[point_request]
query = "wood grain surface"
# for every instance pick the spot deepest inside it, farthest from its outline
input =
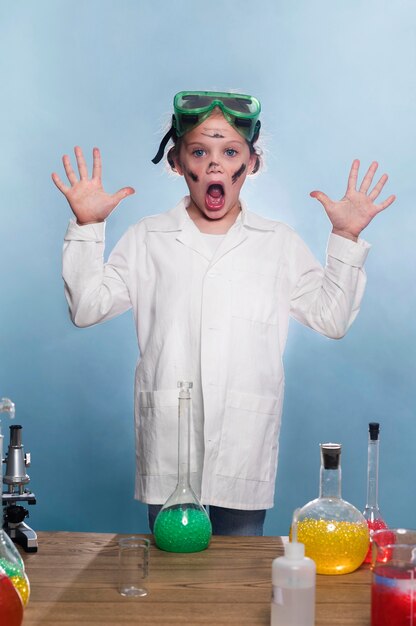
(73, 580)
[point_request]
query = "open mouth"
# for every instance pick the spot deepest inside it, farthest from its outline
(215, 197)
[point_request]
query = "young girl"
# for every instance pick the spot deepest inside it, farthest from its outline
(212, 285)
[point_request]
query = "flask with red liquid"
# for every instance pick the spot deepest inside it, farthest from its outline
(372, 512)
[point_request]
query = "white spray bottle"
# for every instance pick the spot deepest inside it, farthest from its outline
(293, 579)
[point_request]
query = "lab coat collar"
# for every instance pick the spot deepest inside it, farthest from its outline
(178, 219)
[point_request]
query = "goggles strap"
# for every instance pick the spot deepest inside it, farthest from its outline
(256, 132)
(169, 135)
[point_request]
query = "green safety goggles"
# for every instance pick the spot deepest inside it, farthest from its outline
(193, 107)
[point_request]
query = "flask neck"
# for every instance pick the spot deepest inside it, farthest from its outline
(372, 474)
(184, 413)
(330, 484)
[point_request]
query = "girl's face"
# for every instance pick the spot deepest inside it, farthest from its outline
(215, 160)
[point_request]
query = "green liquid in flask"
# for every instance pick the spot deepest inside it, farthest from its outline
(182, 528)
(182, 524)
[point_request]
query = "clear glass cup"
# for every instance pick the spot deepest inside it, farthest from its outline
(133, 566)
(393, 589)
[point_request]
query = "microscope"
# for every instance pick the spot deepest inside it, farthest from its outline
(16, 479)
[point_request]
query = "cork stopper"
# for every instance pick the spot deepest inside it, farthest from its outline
(374, 430)
(330, 455)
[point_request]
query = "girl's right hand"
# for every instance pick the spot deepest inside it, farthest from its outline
(86, 196)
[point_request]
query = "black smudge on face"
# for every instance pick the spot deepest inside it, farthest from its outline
(193, 176)
(238, 173)
(216, 135)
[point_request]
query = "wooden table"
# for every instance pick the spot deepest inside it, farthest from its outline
(73, 580)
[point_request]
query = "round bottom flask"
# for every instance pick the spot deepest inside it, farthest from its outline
(182, 524)
(334, 532)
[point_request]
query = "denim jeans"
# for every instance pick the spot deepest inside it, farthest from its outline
(225, 521)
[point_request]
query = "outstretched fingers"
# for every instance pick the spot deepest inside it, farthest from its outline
(59, 183)
(96, 164)
(82, 165)
(378, 188)
(322, 197)
(368, 178)
(386, 203)
(72, 177)
(123, 193)
(353, 175)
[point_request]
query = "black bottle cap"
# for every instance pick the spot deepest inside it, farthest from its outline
(374, 430)
(330, 455)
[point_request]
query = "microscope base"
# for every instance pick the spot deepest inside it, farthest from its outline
(22, 534)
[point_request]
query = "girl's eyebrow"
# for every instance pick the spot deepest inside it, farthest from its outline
(229, 142)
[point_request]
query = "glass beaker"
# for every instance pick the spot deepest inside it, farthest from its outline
(182, 524)
(393, 589)
(334, 532)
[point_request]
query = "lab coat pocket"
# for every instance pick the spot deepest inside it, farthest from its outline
(249, 436)
(157, 432)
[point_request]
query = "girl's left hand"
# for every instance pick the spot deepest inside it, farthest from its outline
(350, 215)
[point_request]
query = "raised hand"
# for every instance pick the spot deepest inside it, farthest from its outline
(86, 196)
(350, 215)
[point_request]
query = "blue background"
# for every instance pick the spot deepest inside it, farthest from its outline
(336, 81)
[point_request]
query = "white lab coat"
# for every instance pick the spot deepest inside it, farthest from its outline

### [WHAT IS REQUIRED]
Retype the listing exactly. Pictures do not belong in the copy.

### [FINAL RESULT]
[point_request]
query = "wood grain surface"
# for every instance pick the spot deepest inside it, farthest from its outline
input =
(73, 580)
[point_request]
query = "open mouth"
# for every instance pick the spot deepest inside it, farthest from its outline
(215, 197)
[point_request]
query = "young girl"
# for every instance pick the spot deepest inside it, farthest from its outline
(212, 285)
[point_request]
query = "flask with red liquid"
# for every instance pick the spot deepest inside it, farthest from its outline
(372, 512)
[point_request]
query = "white spray bottle"
# for every instance pick the spot deepest inside it, farthest from its outline
(293, 579)
[point_request]
query = "lab coat collar"
# for every instance pick the spot deepest inside it, farthest from its outline
(178, 219)
[point_request]
query = "goggles strap"
# for every instance pick the spot deepest inside it, farthest from its outline
(256, 132)
(169, 135)
[point_request]
query = "green safety goggles"
# for every instance pick the spot deepest inside it, farthest from its outline
(193, 107)
[point_request]
query = "flask neck"
# for every instance pick the spot deepest inside it, farthest from its outline
(372, 474)
(184, 413)
(330, 484)
[point_request]
query = "girl's face"
# for every instance pick the spot deepest inside it, farthest from its outline
(215, 160)
[point_request]
query = "green liquid in flask"
# for every instance pick the spot deepest inside it, farthest from its outline
(182, 528)
(182, 524)
[point_request]
query = "clear glass cup"
# for every instance pick the spot deepest inside it, farthest from its outline
(133, 566)
(393, 589)
[point_request]
query = "microscope"
# for every instance pick the spot deepest inside it, farthest from its outline
(16, 479)
[point_request]
query = "cork stopper"
# for every instance pick the spot deepest inside it, farthest from its outline
(374, 430)
(330, 455)
[point_request]
query = "girl's right hand"
# for every instance pick the spot deepest inside it, farthest from its outline
(86, 196)
[point_request]
query = "black smudge on face"
# for every instance pick the spot deepest inside it, farthest from its outline
(193, 176)
(238, 173)
(216, 135)
[point_request]
query = "wooden table"
# for every instance pick the spot deepest inside it, farthest from its outline
(73, 580)
[point_request]
query = "round bottom flask"
# for every instance pick the spot deepest inside it, farthest from its outline
(182, 524)
(334, 532)
[point_request]
query = "denim jeans"
# for every instance pick the spot deepest inside it, farthest from its outline
(225, 521)
[point_request]
query = "outstretched fingers"
# for every instance pick the spot deepest inside it, farthest from its outline
(59, 183)
(96, 164)
(82, 165)
(378, 188)
(322, 197)
(368, 178)
(386, 203)
(72, 177)
(123, 193)
(353, 175)
[point_request]
query = "black bottle cap"
# for every instance pick the spot deepest inside it, farthest from its outline
(374, 430)
(330, 455)
[point_request]
query = "microscope base"
# for every instance pick the spot deepest inside it, farthest from its outline
(22, 534)
[point_request]
query = "girl's eyebrow"
# for every instance pick the spot deepest inside it, farthest from its outline
(229, 142)
[point_request]
query = "glass beaker"
# for every instance pick the spot deepest inside it, farthest from its outline
(182, 524)
(393, 589)
(334, 532)
[point_request]
query = "lab coat pocket"
# for every instance pick the spot deepest inside it, farthest from its outline
(249, 436)
(157, 432)
[point_request]
query = "girl's left hand"
# for every instance pick the spot deepest inside it, farthest from its outline
(350, 215)
[point_request]
query = "raised hand"
# for every instance pick the spot deepest inside it, farthest from its outline
(86, 196)
(350, 215)
[point_request]
query = "blue background"
# for every instance pick the spot deepest inside it, farthest from its outline
(336, 81)
[point_request]
query = "white lab coat"
# for every instance pick the spot deepest inside it, farthest from its outline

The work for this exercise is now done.